== Dataset entries ==
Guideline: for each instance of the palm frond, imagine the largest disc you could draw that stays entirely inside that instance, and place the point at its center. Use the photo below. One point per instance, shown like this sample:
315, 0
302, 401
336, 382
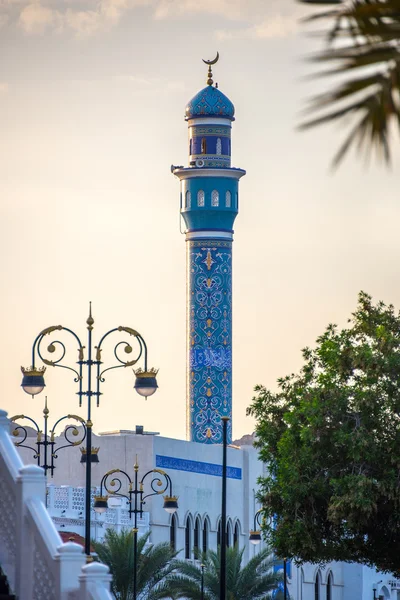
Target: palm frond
372, 31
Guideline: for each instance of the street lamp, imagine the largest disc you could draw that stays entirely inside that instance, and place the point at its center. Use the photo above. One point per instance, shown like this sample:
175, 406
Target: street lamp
160, 480
255, 538
222, 578
89, 356
45, 438
202, 582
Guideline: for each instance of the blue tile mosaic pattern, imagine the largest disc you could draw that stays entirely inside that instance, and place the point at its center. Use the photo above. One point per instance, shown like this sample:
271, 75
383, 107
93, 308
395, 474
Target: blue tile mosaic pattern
195, 466
210, 102
210, 339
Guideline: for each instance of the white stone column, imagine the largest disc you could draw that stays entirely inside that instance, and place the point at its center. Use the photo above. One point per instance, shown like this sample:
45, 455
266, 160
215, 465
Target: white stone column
31, 483
71, 561
95, 575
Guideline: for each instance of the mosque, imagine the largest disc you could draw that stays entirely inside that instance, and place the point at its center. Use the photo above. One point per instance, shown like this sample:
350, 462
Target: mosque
209, 204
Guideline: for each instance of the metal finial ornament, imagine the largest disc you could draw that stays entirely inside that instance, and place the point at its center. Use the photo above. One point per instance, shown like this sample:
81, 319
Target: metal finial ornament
90, 319
209, 63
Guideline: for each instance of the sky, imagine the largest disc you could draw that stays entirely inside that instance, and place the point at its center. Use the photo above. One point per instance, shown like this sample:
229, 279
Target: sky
92, 99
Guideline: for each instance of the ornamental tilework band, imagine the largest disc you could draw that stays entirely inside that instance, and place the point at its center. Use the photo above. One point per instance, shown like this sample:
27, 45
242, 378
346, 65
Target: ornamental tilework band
210, 339
196, 466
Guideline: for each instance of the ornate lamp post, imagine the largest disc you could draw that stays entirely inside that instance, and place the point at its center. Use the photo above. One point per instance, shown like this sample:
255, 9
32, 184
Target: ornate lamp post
45, 452
222, 577
90, 362
255, 538
160, 480
202, 582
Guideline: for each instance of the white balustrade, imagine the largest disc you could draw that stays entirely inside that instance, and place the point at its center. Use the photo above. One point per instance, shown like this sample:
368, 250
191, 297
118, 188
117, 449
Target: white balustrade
36, 562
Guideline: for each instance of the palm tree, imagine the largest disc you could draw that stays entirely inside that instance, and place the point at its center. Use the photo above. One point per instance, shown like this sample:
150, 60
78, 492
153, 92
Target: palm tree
155, 563
364, 46
254, 581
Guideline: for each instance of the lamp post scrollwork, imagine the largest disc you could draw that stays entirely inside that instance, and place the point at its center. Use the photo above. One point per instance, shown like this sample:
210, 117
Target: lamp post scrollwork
46, 451
111, 484
88, 375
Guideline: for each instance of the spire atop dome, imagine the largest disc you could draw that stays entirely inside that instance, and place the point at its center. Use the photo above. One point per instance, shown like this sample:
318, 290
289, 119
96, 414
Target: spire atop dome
209, 63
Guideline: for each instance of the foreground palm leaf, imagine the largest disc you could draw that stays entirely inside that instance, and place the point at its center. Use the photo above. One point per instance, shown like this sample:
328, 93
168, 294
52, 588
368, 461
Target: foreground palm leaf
365, 48
254, 581
155, 563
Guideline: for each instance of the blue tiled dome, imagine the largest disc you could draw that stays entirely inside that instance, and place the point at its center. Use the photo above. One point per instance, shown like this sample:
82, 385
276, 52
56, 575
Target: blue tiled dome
210, 102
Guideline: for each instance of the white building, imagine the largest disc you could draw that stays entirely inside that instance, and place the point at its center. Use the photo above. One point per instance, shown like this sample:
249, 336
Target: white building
195, 471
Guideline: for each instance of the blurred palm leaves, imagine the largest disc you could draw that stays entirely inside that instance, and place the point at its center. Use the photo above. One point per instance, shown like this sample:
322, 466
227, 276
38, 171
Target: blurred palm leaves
364, 47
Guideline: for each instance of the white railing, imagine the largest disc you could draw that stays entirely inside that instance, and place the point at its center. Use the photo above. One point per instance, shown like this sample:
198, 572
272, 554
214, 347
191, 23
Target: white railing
66, 506
36, 562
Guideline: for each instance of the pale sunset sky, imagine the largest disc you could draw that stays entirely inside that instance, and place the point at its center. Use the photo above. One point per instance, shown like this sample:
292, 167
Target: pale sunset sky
92, 99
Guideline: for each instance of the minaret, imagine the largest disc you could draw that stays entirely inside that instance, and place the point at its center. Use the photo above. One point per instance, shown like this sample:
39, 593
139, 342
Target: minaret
209, 205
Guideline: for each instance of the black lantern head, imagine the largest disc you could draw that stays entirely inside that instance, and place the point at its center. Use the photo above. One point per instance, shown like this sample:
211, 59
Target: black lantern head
146, 382
33, 380
255, 537
171, 504
100, 504
94, 455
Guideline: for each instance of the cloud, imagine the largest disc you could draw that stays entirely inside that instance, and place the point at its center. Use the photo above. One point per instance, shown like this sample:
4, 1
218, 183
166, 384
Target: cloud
36, 18
259, 19
276, 27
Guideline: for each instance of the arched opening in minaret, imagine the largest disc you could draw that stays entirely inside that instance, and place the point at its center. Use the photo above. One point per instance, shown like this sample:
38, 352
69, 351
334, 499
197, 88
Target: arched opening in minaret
205, 536
188, 537
172, 532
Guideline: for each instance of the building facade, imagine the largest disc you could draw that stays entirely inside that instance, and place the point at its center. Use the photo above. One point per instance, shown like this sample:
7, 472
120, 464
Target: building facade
209, 206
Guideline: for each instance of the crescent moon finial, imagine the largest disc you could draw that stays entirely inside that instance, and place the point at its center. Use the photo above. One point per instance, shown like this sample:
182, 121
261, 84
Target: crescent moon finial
209, 63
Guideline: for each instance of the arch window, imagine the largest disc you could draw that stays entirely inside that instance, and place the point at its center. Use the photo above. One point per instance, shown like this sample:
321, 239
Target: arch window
236, 535
205, 536
316, 588
329, 587
228, 534
188, 536
196, 536
172, 532
214, 198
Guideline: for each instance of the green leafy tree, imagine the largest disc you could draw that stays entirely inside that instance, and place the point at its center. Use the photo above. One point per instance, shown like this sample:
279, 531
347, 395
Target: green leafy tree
155, 564
254, 581
331, 437
364, 47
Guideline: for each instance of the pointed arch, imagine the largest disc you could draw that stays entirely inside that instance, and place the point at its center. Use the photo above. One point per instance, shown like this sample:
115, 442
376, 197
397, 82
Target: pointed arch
219, 533
228, 538
329, 583
196, 536
236, 533
188, 536
172, 531
317, 587
206, 533
214, 198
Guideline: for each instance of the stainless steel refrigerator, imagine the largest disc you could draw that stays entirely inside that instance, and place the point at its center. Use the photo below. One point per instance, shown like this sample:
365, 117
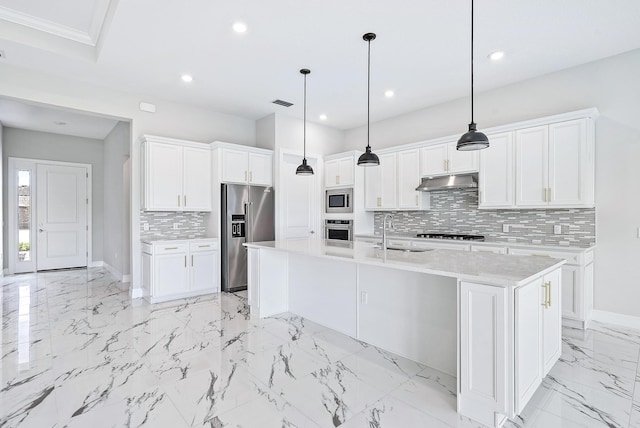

== Assignment ==
Please return each line of the listing above that contains "below".

== Exercise response ==
Guideline: for each instance of the palm frond, imagine the largest disc you could draw that stays entirely inside that instance, and place the point at its center. Use the photo below. One point per instance, shown like this sample:
Guideline: for each instance of the stainless steel refrigerator, imagine the largest disc you could draw that stays entirely inside that instance, and place the point at its center. Use the photo below. One point per instance, shown like this sample:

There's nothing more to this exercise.